▶ **Exercise goal**
Retype, without changes, every line from the line that contains "ceiling shown in this photograph." through the final line of the records. Exclude pictures.

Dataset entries
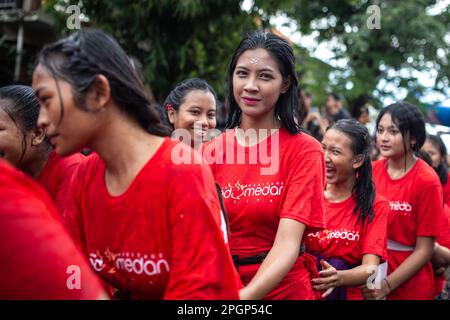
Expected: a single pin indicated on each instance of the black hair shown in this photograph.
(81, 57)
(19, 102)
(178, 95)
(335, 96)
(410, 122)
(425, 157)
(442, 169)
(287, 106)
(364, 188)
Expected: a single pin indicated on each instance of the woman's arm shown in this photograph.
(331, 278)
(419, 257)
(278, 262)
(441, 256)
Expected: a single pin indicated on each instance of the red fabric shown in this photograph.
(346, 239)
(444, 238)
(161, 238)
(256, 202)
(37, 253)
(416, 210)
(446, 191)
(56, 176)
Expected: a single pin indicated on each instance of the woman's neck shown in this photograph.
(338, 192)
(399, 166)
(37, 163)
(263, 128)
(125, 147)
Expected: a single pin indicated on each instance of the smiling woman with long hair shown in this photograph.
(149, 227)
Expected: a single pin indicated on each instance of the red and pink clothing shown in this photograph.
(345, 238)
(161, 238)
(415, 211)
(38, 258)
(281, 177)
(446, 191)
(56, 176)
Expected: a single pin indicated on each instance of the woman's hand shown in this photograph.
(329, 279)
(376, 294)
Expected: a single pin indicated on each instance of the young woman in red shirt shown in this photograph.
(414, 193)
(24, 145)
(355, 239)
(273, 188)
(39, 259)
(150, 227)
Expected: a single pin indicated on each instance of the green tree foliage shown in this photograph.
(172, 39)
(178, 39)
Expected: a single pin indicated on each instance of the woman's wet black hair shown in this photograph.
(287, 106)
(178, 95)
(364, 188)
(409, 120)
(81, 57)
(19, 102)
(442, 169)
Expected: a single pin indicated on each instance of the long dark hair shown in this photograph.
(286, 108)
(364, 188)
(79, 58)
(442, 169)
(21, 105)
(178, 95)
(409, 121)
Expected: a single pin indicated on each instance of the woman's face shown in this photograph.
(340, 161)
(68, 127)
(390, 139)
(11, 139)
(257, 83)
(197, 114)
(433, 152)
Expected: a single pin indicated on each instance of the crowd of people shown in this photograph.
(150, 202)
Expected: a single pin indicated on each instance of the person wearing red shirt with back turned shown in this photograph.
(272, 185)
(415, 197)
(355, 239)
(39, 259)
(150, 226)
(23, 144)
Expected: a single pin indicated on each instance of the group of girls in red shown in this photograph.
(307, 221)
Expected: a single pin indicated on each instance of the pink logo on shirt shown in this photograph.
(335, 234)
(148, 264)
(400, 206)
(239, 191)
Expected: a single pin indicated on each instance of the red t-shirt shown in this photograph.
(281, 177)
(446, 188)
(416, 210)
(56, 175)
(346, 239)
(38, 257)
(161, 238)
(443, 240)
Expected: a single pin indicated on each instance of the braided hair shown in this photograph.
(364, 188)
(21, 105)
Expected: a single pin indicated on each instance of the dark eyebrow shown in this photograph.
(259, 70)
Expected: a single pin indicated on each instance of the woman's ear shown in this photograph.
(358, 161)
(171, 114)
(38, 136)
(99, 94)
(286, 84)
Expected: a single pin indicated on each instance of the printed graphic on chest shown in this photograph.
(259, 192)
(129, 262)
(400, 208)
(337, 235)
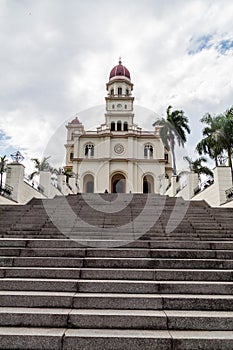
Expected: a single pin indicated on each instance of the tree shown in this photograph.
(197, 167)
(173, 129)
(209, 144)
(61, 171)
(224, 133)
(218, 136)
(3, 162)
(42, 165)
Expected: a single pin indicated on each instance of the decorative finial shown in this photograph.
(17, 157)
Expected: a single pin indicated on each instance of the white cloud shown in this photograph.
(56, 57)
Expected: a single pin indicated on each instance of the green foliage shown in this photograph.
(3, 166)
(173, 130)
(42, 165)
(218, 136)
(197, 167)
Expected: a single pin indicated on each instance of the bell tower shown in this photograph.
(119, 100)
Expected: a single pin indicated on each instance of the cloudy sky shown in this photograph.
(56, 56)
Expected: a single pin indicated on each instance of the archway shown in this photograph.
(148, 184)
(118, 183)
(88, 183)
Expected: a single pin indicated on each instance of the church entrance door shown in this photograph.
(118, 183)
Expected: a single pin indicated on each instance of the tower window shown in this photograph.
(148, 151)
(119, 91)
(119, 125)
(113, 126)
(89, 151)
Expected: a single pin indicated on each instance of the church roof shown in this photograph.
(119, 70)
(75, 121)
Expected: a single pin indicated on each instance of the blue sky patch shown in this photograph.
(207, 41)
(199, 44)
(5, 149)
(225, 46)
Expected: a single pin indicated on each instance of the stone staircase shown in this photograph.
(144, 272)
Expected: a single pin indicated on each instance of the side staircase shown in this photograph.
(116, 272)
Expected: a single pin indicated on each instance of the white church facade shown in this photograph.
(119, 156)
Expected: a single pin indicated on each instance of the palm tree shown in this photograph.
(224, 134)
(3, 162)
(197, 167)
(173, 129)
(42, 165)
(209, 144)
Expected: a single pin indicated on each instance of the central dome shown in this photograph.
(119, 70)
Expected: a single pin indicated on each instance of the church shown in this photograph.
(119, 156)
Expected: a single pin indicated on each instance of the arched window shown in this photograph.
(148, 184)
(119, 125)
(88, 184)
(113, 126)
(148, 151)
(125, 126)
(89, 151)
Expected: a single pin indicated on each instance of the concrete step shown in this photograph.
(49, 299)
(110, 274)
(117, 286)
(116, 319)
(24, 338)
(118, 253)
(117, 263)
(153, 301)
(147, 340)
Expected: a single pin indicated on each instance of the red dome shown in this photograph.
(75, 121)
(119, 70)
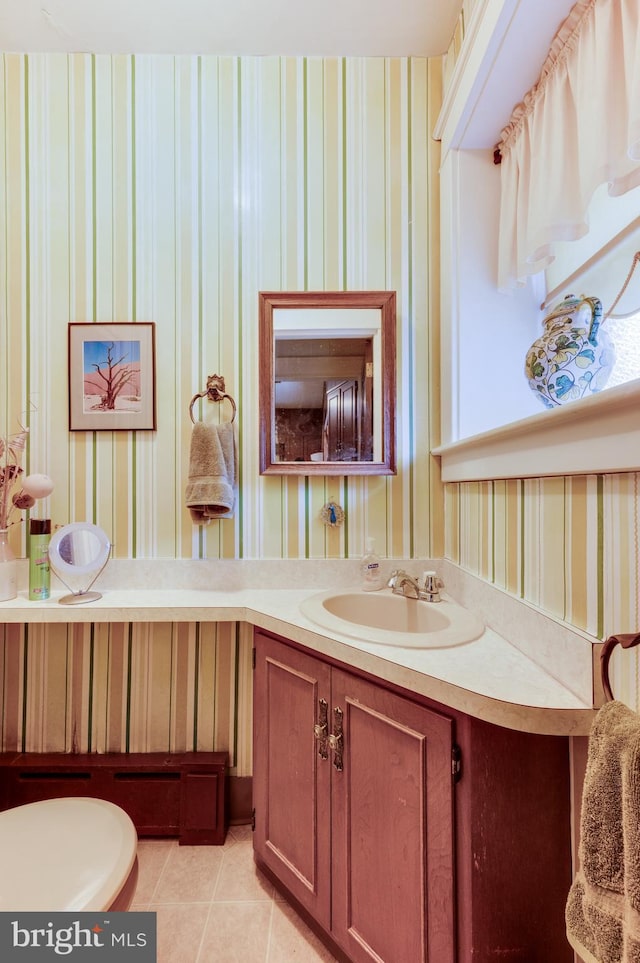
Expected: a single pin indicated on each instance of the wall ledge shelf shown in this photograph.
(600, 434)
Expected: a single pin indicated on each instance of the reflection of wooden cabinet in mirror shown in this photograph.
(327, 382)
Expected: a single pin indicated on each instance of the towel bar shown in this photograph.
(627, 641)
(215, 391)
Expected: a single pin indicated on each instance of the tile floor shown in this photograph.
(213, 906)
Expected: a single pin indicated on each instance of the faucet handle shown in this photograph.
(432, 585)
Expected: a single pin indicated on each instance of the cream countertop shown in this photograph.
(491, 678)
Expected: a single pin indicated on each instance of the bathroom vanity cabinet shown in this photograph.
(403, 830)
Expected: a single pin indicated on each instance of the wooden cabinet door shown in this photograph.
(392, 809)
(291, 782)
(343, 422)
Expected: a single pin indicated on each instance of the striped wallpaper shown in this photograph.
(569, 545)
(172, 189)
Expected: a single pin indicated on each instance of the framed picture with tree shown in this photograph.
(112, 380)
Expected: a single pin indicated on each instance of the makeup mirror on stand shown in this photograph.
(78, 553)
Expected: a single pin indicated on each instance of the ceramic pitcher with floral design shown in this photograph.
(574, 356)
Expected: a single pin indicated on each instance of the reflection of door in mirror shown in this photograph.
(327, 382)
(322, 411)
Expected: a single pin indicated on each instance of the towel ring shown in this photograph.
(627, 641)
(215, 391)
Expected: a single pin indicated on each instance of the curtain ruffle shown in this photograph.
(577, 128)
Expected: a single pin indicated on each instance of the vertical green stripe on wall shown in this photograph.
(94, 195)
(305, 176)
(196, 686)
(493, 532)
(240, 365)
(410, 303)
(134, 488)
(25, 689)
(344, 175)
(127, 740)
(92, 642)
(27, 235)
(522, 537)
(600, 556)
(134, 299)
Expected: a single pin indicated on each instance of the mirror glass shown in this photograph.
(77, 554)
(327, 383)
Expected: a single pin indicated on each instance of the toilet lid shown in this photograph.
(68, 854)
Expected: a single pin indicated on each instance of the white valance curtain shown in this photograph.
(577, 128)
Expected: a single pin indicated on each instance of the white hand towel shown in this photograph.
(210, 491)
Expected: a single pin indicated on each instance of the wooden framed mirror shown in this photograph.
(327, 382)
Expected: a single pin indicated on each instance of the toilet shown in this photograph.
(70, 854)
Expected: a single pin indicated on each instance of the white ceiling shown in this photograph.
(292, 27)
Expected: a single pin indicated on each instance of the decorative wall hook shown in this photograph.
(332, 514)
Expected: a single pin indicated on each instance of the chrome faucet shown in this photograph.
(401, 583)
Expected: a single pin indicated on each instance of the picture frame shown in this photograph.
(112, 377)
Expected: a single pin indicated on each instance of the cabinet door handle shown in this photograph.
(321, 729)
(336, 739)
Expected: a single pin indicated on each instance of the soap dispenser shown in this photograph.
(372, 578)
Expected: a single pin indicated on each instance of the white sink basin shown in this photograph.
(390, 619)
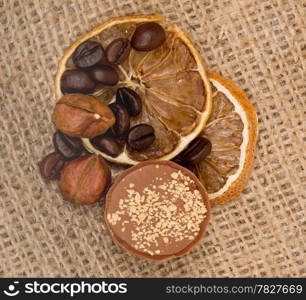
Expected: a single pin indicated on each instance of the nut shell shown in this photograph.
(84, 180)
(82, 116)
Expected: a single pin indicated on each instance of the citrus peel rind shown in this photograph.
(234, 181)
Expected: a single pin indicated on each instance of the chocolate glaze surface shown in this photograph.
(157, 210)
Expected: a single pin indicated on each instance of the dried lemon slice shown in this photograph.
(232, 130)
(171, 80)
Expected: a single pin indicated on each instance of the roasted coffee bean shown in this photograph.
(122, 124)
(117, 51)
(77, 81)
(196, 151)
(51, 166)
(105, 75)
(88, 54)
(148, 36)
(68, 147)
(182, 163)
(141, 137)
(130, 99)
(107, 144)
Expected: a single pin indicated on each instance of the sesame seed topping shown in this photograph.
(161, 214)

▶ **Task result**
Expected: a single pin indicated on each instance of the white ceiling shown in this photograph.
(292, 27)
Expected: a single pin indicated on each instance of the decorative wall hook shown in this photograph.
(332, 514)
Expected: a single pin indicated on each instance of the chrome faucet shown in this photograph.
(401, 583)
Expected: a single pin indicated on each instance of the picture frame shown in this photograph.
(112, 377)
Expected: a single pin indicated on each instance of the cabinet door handle shown in this photograph.
(321, 729)
(336, 739)
Expected: a single pin indicated on each instance of the soap dispenser shown in this photograph.
(372, 578)
Expected: a single pin indicated on each instance of the white sink basin shown in this photograph.
(390, 619)
Expected: a single pin indicated on each instance of the nut shell shown in this photograph.
(84, 180)
(82, 116)
Expected: a single pin indicated on each instance of the citrus peel rind shown in this photograph.
(234, 181)
Expected: a single pin indicated on each instance of the chocolate glaze surface shown in this photograph.
(157, 210)
Expected: a single pin indicated on each instance of the dried lemon slice shown in this photograph.
(232, 130)
(171, 80)
Expected: a single pin indicated on each instance of the roasted coffee bean shown in this photograph.
(122, 124)
(117, 51)
(77, 81)
(196, 151)
(51, 166)
(105, 75)
(88, 54)
(148, 36)
(68, 147)
(182, 163)
(141, 137)
(130, 99)
(107, 144)
Expected: a single pin indicated on each instance of the sesame seed topping shown in this photograph.
(161, 214)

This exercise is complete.